--- START ---

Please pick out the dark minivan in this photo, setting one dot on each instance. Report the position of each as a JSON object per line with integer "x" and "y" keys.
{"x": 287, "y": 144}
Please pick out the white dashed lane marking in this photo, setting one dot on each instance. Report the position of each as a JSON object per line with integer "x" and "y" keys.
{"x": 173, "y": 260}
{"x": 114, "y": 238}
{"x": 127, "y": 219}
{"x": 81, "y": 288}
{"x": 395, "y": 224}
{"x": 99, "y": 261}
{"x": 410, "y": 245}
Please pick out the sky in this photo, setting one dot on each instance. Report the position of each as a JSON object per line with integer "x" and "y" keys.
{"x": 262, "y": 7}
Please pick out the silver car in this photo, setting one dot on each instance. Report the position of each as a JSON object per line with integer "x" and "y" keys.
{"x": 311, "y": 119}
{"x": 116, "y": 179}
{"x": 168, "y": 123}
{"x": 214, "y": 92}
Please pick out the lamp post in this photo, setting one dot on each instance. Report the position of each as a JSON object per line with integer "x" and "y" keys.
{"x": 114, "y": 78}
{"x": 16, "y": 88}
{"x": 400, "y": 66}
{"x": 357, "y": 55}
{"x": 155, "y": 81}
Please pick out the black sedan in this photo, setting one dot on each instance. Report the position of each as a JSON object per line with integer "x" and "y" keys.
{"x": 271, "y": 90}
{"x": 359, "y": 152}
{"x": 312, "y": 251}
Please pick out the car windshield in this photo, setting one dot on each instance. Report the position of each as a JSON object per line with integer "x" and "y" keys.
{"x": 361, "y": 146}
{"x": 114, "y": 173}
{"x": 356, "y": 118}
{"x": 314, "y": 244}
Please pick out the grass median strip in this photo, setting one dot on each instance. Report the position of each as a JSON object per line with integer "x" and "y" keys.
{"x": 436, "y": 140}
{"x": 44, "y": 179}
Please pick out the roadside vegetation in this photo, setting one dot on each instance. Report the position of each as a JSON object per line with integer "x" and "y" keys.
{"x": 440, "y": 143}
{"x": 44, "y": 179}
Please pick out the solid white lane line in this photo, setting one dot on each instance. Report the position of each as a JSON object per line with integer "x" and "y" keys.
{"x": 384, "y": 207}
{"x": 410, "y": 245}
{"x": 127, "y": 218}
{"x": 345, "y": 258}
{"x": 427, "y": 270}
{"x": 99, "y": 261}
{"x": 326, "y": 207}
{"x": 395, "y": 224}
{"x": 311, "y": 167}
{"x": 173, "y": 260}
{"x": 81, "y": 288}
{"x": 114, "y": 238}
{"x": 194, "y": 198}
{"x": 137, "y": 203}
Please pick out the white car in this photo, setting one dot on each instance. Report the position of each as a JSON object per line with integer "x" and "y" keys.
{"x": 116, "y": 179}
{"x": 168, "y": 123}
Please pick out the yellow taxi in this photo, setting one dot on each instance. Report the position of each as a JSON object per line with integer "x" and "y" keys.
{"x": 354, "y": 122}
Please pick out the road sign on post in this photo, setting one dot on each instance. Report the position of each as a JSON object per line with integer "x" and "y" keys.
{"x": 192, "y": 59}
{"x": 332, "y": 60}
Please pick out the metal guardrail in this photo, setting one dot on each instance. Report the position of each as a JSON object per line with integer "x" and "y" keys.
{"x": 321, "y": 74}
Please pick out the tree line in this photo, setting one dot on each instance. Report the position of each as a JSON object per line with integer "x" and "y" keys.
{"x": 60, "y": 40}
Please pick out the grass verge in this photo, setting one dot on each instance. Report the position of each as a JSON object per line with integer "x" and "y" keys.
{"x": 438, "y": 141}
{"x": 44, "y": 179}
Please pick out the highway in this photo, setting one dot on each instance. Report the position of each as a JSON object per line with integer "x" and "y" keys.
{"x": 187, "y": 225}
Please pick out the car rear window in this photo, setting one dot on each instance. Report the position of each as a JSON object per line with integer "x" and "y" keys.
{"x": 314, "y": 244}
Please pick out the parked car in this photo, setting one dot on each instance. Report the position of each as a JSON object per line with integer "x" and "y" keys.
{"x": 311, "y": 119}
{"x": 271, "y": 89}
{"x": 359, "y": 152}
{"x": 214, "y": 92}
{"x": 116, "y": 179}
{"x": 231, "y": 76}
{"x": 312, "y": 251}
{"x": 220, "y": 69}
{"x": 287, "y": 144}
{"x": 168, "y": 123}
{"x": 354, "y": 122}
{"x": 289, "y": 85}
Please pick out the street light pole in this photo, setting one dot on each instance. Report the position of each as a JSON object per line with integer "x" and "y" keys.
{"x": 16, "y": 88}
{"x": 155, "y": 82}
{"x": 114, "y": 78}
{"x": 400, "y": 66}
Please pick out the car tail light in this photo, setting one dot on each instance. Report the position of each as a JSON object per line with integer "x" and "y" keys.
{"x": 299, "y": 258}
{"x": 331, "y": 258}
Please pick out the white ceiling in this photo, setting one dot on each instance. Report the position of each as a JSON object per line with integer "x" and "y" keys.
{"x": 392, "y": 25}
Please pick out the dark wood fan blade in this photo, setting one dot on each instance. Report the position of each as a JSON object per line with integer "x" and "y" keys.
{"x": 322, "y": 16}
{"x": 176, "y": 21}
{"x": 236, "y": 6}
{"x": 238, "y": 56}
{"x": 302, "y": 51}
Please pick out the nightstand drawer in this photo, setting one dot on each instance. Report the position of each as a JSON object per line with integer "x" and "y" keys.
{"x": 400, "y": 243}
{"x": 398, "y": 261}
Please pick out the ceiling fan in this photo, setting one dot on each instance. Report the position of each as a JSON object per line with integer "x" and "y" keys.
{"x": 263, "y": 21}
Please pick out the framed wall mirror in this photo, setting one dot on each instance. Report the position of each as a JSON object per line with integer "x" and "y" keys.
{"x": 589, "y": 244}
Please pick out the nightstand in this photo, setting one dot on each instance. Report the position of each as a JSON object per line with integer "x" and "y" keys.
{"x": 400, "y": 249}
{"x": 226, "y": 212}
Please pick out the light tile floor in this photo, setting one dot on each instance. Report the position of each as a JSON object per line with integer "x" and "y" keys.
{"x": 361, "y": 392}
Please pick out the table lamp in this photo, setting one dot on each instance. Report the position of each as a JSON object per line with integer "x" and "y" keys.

--- END ---

## WHAT NEEDS TO BE DONE:
Copy the entries word for word.

## ANSWER SPACE:
Please pick out the dark minivan in this photo, setting one dot on each instance. Report the position of each as a JSON object per line with integer "x" and "y" keys.
{"x": 287, "y": 144}
Please pick out the white dashed lane marking in this photo, setting one dot on each instance. Report the position of each as a JSON object per line with integer "x" and "y" keys.
{"x": 173, "y": 260}
{"x": 114, "y": 238}
{"x": 127, "y": 219}
{"x": 81, "y": 288}
{"x": 395, "y": 224}
{"x": 99, "y": 261}
{"x": 410, "y": 245}
Please pick out the sky in this photo, setting one dot on each instance. Report the position of each as a JSON object per line with integer "x" and "y" keys.
{"x": 262, "y": 7}
Please pick out the silver car in this photo, setting one dot on each instance. Report the position of each as a JSON object per line with integer "x" and "y" keys.
{"x": 311, "y": 119}
{"x": 116, "y": 179}
{"x": 168, "y": 123}
{"x": 214, "y": 92}
Please pick out the lamp post in this photo, setting one dot on each instance. Report the position of each as a JSON object per line with integer "x" and "y" keys.
{"x": 114, "y": 78}
{"x": 16, "y": 88}
{"x": 400, "y": 66}
{"x": 357, "y": 55}
{"x": 155, "y": 81}
Please pick out the black sedan in this photo, setting one dot on each instance. Report the position of each as a JSON object per line with integer "x" and "y" keys.
{"x": 271, "y": 90}
{"x": 359, "y": 152}
{"x": 312, "y": 251}
Please pick out the car windshield in this photo, setting one dot on each instance. Report the position of each as a JSON object per line with integer "x" and "y" keys.
{"x": 361, "y": 146}
{"x": 114, "y": 173}
{"x": 356, "y": 118}
{"x": 314, "y": 244}
Please pick out the grass median strip in this photo, setting one dot on each instance. Report the position of each as a JSON object per line with integer "x" and "y" keys.
{"x": 436, "y": 140}
{"x": 44, "y": 179}
Please pick out the roadside vegetation in this photo, setting one dot on each instance. Report the position of each as a JSON object per line with integer "x" and "y" keys.
{"x": 440, "y": 143}
{"x": 44, "y": 179}
Please pick out the solid white lane line in this photo, setting one dot on each instance. Report the position of each as a JSON object per line with integer "x" and "y" keys.
{"x": 384, "y": 207}
{"x": 410, "y": 245}
{"x": 127, "y": 218}
{"x": 345, "y": 258}
{"x": 427, "y": 270}
{"x": 99, "y": 261}
{"x": 326, "y": 207}
{"x": 395, "y": 224}
{"x": 311, "y": 167}
{"x": 173, "y": 260}
{"x": 81, "y": 288}
{"x": 114, "y": 238}
{"x": 194, "y": 198}
{"x": 137, "y": 203}
Please pick out the white car in this photo, setting one dot on each instance. Report the position of each as a JSON object per line with integer "x" and "y" keys.
{"x": 116, "y": 179}
{"x": 168, "y": 123}
Please pick out the yellow taxi in this photo, setting one dot on each instance. Report the position of each as a JSON object per line with integer "x" and "y" keys.
{"x": 354, "y": 122}
Please pick out the road sign on post in this photo, setting one dot on each instance. Report the position of each as a JSON object per line with integer "x" and "y" keys.
{"x": 192, "y": 59}
{"x": 332, "y": 60}
Please pick out the metal guardrail in this photo, setting one dot on each instance. Report the position of each as a JSON object per line with integer "x" and "y" keys.
{"x": 321, "y": 74}
Please pick out the tree line in this photo, setting one dot on each instance. Report the position of each as a JSON object per line with integer "x" and "y" keys.
{"x": 60, "y": 40}
Please pick out the grass verge in this photo, setting one dot on each instance. Report the position of each as a JSON object per line with integer "x" and "y" keys.
{"x": 438, "y": 141}
{"x": 44, "y": 179}
Please pick out the highway in this photo, setting one dot on each instance. Report the position of each as a JSON object per line with integer "x" and "y" keys.
{"x": 187, "y": 225}
Please pick out the car rear window in this photo, setting one dot on each instance. Report the position of each as a JSON object per line with integer "x" and "y" keys.
{"x": 314, "y": 244}
Please pick out the parked car in this photo, setting one dot on each instance. Report the position of each as a JSON object per line with integer "x" and "y" keys.
{"x": 311, "y": 119}
{"x": 271, "y": 89}
{"x": 359, "y": 152}
{"x": 214, "y": 92}
{"x": 116, "y": 179}
{"x": 231, "y": 76}
{"x": 312, "y": 251}
{"x": 220, "y": 69}
{"x": 287, "y": 144}
{"x": 168, "y": 123}
{"x": 354, "y": 122}
{"x": 289, "y": 85}
Please pick out the street light pole in this photo, setting one dot on each instance. Report the position of each as a JSON object per line with integer "x" and "y" keys.
{"x": 16, "y": 88}
{"x": 155, "y": 82}
{"x": 114, "y": 78}
{"x": 400, "y": 66}
Please pick out the car tail light in this photo, setting one dot on each instance. Report the position of each as a JSON object per line with integer "x" and "y" keys.
{"x": 299, "y": 258}
{"x": 331, "y": 258}
Please pick out the white ceiling in this photo, setting one dot on each instance. Report the position of each as a JSON object per line with integer "x" and "y" keys.
{"x": 392, "y": 25}
Please pick out the dark wood fan blade in this photo, setting one dot on each instance. Report the position of each as a JSON object per line with integer "x" and "y" keys.
{"x": 322, "y": 16}
{"x": 176, "y": 21}
{"x": 236, "y": 6}
{"x": 238, "y": 56}
{"x": 302, "y": 51}
Please pick out the nightstand drawer in this photo, setting one dot on each instance. Report the position of each as a JSON object per line with integer "x" and "y" keys.
{"x": 400, "y": 243}
{"x": 398, "y": 261}
Please pick out the ceiling fan in this photo, setting one dot on each instance. Report the position of each as a JSON object per line with integer "x" and "y" keys.
{"x": 263, "y": 21}
Please pick out the framed wall mirror in this photo, setting one dot on each instance. Report the position of each as a JSON object per line with integer "x" and "y" keys.
{"x": 589, "y": 244}
Please pick out the nightstand in this photo, setting one dot on each instance. Report the position of each as a JSON object per line with integer "x" and "y" keys.
{"x": 400, "y": 249}
{"x": 226, "y": 212}
Please pick out the light tile floor in this photo, setting one dot on each instance. Report the position of each as a JSON object per line with integer "x" and "y" keys.
{"x": 361, "y": 392}
Please pick out the table lamp in this photo, setting one dot on each instance. Report the position of each as a JSON object per line with integer "x" and "y" keys.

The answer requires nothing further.